**THE TASK**
Render every line of the data below as a Markdown table with two columns, Row for the row number and Text for the line itself, omitting blank lines.

**DATA IN THIS EXERCISE**
━━━━━━━━━━━━━━━━━━━━━━━━━━━━━━

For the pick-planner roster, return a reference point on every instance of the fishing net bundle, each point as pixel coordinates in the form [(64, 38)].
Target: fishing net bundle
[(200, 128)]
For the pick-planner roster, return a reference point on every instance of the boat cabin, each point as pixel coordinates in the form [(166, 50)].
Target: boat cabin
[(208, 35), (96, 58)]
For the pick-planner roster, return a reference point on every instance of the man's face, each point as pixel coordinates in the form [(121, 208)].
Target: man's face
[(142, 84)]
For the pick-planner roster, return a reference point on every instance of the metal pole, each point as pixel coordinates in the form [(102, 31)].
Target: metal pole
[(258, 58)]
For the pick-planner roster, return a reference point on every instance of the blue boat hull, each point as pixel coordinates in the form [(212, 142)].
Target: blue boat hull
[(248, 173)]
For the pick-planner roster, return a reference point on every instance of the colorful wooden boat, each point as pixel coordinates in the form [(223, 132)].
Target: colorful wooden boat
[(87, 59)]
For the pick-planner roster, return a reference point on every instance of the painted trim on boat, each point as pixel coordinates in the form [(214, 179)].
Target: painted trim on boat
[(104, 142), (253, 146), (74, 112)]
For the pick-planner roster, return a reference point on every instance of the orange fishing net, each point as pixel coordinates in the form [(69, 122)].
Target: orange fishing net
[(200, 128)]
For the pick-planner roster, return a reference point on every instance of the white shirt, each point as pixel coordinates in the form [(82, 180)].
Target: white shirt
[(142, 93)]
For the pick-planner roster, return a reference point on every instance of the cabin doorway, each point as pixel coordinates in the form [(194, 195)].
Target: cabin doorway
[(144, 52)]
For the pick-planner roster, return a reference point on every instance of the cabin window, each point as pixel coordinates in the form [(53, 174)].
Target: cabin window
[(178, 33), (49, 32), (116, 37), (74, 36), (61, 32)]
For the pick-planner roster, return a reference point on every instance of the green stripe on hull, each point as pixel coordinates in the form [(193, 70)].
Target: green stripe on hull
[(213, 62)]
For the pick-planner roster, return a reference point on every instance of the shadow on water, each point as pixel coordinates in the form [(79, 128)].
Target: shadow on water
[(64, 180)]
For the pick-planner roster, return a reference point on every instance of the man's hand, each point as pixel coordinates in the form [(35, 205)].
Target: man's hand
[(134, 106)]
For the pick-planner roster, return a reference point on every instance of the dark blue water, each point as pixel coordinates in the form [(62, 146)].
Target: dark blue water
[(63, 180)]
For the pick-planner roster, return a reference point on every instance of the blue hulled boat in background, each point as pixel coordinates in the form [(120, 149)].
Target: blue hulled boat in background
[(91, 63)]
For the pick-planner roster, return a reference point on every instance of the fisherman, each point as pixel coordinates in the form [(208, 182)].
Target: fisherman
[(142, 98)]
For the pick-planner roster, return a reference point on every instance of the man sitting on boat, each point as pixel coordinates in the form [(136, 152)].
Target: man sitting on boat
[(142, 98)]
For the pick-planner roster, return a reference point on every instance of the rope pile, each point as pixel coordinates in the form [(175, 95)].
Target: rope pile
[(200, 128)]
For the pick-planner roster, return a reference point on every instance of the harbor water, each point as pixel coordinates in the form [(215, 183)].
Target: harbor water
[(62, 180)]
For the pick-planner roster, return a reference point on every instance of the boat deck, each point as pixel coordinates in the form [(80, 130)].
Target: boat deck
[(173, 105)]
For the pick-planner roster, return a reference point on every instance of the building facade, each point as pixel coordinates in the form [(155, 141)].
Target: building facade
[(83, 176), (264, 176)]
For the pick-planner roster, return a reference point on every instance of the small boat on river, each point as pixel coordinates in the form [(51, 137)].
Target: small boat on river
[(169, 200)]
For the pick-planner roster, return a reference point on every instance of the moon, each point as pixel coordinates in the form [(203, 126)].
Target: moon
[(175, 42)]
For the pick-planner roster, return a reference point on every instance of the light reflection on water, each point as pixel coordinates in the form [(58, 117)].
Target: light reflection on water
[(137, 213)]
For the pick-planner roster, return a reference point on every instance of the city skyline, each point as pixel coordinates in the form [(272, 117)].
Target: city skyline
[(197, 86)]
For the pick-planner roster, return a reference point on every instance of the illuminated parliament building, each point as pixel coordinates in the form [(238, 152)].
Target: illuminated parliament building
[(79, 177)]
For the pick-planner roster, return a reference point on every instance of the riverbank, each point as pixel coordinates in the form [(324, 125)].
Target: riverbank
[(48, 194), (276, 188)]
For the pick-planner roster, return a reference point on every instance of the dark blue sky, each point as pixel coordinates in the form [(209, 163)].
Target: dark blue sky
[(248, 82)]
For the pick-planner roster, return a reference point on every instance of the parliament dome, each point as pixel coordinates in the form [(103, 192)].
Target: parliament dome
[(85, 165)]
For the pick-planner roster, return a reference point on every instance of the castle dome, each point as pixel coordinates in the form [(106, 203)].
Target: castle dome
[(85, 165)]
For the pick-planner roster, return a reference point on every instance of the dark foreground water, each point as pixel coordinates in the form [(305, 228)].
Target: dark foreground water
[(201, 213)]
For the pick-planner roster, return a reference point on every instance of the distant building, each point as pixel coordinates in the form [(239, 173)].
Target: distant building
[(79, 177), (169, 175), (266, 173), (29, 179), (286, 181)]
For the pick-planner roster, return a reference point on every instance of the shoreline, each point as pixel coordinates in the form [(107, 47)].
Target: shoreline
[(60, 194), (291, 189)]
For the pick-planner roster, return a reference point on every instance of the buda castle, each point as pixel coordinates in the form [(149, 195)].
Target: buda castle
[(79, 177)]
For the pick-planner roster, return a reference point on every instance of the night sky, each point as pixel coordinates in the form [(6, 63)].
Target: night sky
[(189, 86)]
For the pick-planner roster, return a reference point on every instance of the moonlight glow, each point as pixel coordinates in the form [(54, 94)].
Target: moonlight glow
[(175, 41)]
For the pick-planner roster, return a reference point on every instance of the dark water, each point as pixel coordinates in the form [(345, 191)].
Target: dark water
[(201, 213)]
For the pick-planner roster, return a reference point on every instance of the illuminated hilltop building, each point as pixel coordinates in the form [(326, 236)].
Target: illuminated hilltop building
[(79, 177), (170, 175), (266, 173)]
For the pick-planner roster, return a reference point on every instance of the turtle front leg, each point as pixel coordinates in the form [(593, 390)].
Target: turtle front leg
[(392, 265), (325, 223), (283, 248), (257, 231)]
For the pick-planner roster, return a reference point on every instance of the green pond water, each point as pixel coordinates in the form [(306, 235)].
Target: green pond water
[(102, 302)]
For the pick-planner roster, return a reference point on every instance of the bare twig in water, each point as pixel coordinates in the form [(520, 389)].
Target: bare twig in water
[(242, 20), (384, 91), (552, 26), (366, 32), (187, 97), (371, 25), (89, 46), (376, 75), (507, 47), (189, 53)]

━━━━━━━━━━━━━━━━━━━━━━━━━━━━━━

**SOLUTION TO THE EXERCISE**
| Row | Text |
|---|---|
| 1 | For the pick-planner roster, return a reference point on every instance of the fishing net bundle, each point as pixel coordinates in the form [(64, 38)]. |
| 2 | Target: fishing net bundle |
| 3 | [(200, 128)] |
| 4 | For the pick-planner roster, return a reference point on every instance of the boat cabin, each point as pixel coordinates in the form [(166, 50)]. |
| 5 | Target: boat cabin |
| 6 | [(208, 35), (96, 58)] |
| 7 | For the pick-planner roster, return a reference point on every instance of the man's face, each point as pixel coordinates in the form [(121, 208)]. |
| 8 | Target: man's face |
| 9 | [(142, 84)] |
| 10 | For the pick-planner roster, return a reference point on every instance of the metal pole, each point as pixel coordinates in the form [(102, 31)]. |
| 11 | Target: metal pole |
| 12 | [(258, 58)] |
| 13 | For the pick-planner roster, return a reference point on every instance of the blue boat hull, each point as pixel coordinates in the form [(212, 142)]. |
| 14 | Target: blue boat hull |
| 15 | [(248, 173)] |
| 16 | For the pick-planner roster, return a reference point on every instance of the colorful wooden boat, each point as pixel coordinates in the form [(223, 132)]. |
| 17 | Target: colorful wooden boat |
| 18 | [(87, 59)] |
| 19 | For the pick-planner roster, return a reference point on every instance of the painted trim on boat, each point as pixel coordinates in the form [(214, 179)]. |
| 20 | Target: painted trim on boat |
| 21 | [(104, 142), (253, 146), (74, 112)] |
| 22 | For the pick-planner roster, return a reference point on every instance of the orange fishing net, each point as pixel coordinates in the form [(69, 122)]. |
| 23 | Target: orange fishing net |
| 24 | [(200, 128)] |
| 25 | For the pick-planner roster, return a reference point on every instance of the white shirt, each point as pixel coordinates in the form [(82, 180)]. |
| 26 | Target: white shirt |
| 27 | [(142, 93)] |
| 28 | For the pick-planner roster, return a reference point on every instance of the cabin doorway, each point as pixel coordinates in the form [(194, 195)]. |
| 29 | Target: cabin doorway |
| 30 | [(144, 52)] |
| 31 | For the pick-planner roster, return a reference point on every instance of the cabin window, each point as pixel coordinates in the form [(53, 174)]. |
| 32 | Target: cabin window |
| 33 | [(178, 33), (49, 32), (116, 37), (74, 36), (61, 32)] |
| 34 | For the pick-planner roster, return a reference point on every instance of the green stripe on hull, each point as pixel coordinates in the form [(193, 70)]. |
| 35 | Target: green stripe on hull |
| 36 | [(213, 62)] |
| 37 | For the pick-planner roster, return a reference point on every instance of the shadow on water, each point as pixel coordinates in the form [(79, 128)]. |
| 38 | Target: shadow on water |
| 39 | [(64, 180)] |
| 40 | For the pick-planner roster, return a reference point on every instance of the man's hand, each point as pixel coordinates in the form [(35, 205)]. |
| 41 | Target: man's hand |
| 42 | [(134, 106)] |
| 43 | For the pick-planner roster, return a reference point on every instance of the dark blue water, each point as pixel coordinates in the form [(62, 146)]. |
| 44 | Target: dark blue water |
| 45 | [(63, 180)] |
| 46 | For the pick-planner roster, return a reference point on every instance of the blue hulled boat in background, each point as pixel coordinates in the form [(120, 149)]. |
| 47 | Target: blue hulled boat in background |
| 48 | [(91, 63)] |
| 49 | For the pick-planner roster, return a reference point on every instance of the fisherman, each point as pixel coordinates in the form [(208, 182)]. |
| 50 | Target: fisherman |
| 51 | [(142, 98)] |
| 52 | For the pick-planner roster, return a reference point on every instance of the man sitting on boat, each point as pixel coordinates in the form [(136, 152)]. |
| 53 | Target: man sitting on boat |
| 54 | [(142, 98)] |
| 55 | For the pick-planner roster, return a reference point on every instance of the rope pile, each point as pixel coordinates in the form [(175, 95)]. |
| 56 | Target: rope pile |
| 57 | [(200, 128)] |
| 58 | For the pick-planner roster, return a reference point on every instance of the harbor water, each point as pixel coordinates in the form [(215, 183)]. |
| 59 | Target: harbor water |
| 60 | [(62, 180)] |
| 61 | For the pick-planner roster, return a reference point on every instance of the boat deck, each point as pixel coordinates in the form [(80, 130)]. |
| 62 | Target: boat deck |
| 63 | [(173, 105)] |
| 64 | For the pick-planner roster, return a reference point on every instance of the building facade, each point as pixel coordinates in the form [(155, 141)]. |
| 65 | Target: building facade |
| 66 | [(83, 176), (264, 176)] |
| 67 | For the pick-planner roster, return a reference point on every instance of the small boat on river, each point as pixel coordinates in the form [(51, 137)]. |
| 68 | Target: small boat on river |
| 69 | [(169, 200)] |
| 70 | For the pick-planner roster, return a reference point on every instance of the moon, each point as pixel coordinates in the form [(203, 126)]. |
| 71 | Target: moon |
| 72 | [(175, 42)] |
| 73 | For the pick-planner roster, return a reference point on every instance of the light reflection on water, each point as pixel coordinates in the form [(58, 117)]. |
| 74 | Target: light reflection on water |
| 75 | [(137, 213)] |
| 76 | For the pick-planner roster, return a reference point on every instance of the city skyline, each point as pixel coordinates in the form [(272, 117)]. |
| 77 | Target: city skyline |
| 78 | [(197, 86)] |
| 79 | For the pick-planner roster, return a reference point on every instance of the illuminated parliament building, each point as pixel coordinates in the form [(238, 152)]. |
| 80 | Target: illuminated parliament building |
| 81 | [(79, 177)] |
| 82 | For the pick-planner roster, return a reference point on every instance of the riverbank, each point as pixel coordinates in the form [(324, 125)]. |
| 83 | Target: riverbank |
| 84 | [(48, 194), (276, 188)] |
| 85 | For the pick-planner roster, return a reference point on every instance of the dark blue sky, each point as pixel coordinates in the form [(209, 163)]. |
| 86 | Target: dark blue sky |
| 87 | [(248, 82)] |
| 88 | For the pick-planner roster, return a reference point on every instance of the parliament dome, each point as pixel coordinates in the form [(103, 192)]. |
| 89 | Target: parliament dome |
| 90 | [(85, 165)] |
| 91 | For the pick-planner roster, return a reference point on every instance of the castle dome, each point as pixel coordinates in the form [(106, 203)]. |
| 92 | Target: castle dome |
| 93 | [(85, 165)] |
| 94 | For the pick-planner roster, return a reference point on every instance of the dark foreground water, each point as pixel coordinates in the form [(305, 228)]. |
| 95 | Target: dark foreground water |
| 96 | [(201, 213)] |
| 97 | For the pick-planner roster, return a reference point on every instance of the distant building, each point as pixel coordinates in the form [(239, 173)]. |
| 98 | Target: distant building |
| 99 | [(79, 177), (169, 175), (266, 173), (29, 179), (286, 181)] |
| 100 | For the pick-planner roster, return a reference point on every instance of the shoreline, each point as pixel coordinates in the form [(107, 47)]. |
| 101 | Target: shoreline |
| 102 | [(60, 194), (291, 189)] |
| 103 | For the pick-planner roster, return a reference point on every instance of the buda castle, each point as pixel coordinates in the form [(149, 195)]. |
| 104 | Target: buda castle |
| 105 | [(79, 177)] |
| 106 | For the pick-planner roster, return a reference point on every instance of the night sky, each point as pixel coordinates in the form [(6, 63)]. |
| 107 | Target: night sky |
| 108 | [(189, 86)] |
| 109 | For the pick-planner roster, return a reference point on every instance of the moonlight glow, each point as pixel coordinates in the form [(54, 94)]. |
| 110 | Target: moonlight glow |
| 111 | [(175, 41)] |
| 112 | For the pick-planner roster, return a reference point on every instance of the dark water, each point as pixel coordinates in the form [(345, 191)]. |
| 113 | Target: dark water |
| 114 | [(201, 213)] |
| 115 | For the pick-planner roster, return a reference point on every instance of the illuminated hilltop building, each point as pixel coordinates in the form [(326, 236)]. |
| 116 | Target: illuminated hilltop building |
| 117 | [(79, 177), (170, 175), (266, 173)] |
| 118 | For the pick-planner roster, return a reference point on every instance of the turtle front leg, each point as pixel coordinates in the form [(593, 390)]. |
| 119 | Target: turtle front leg |
| 120 | [(392, 265), (325, 223), (283, 248), (257, 231)] |
| 121 | For the pick-planner roster, return a reference point on every instance of the green pond water, each point as pixel coordinates in the form [(306, 235)]. |
| 122 | Target: green pond water |
| 123 | [(102, 302)] |
| 124 | For the pick-planner roster, return a reference point on every instance of the bare twig in water, each point as pixel coordinates in the form [(520, 389)]. |
| 125 | Target: bare twig in water |
| 126 | [(242, 20), (384, 91), (552, 26), (366, 32), (187, 97), (371, 25), (89, 46), (376, 75), (507, 47), (189, 53)] |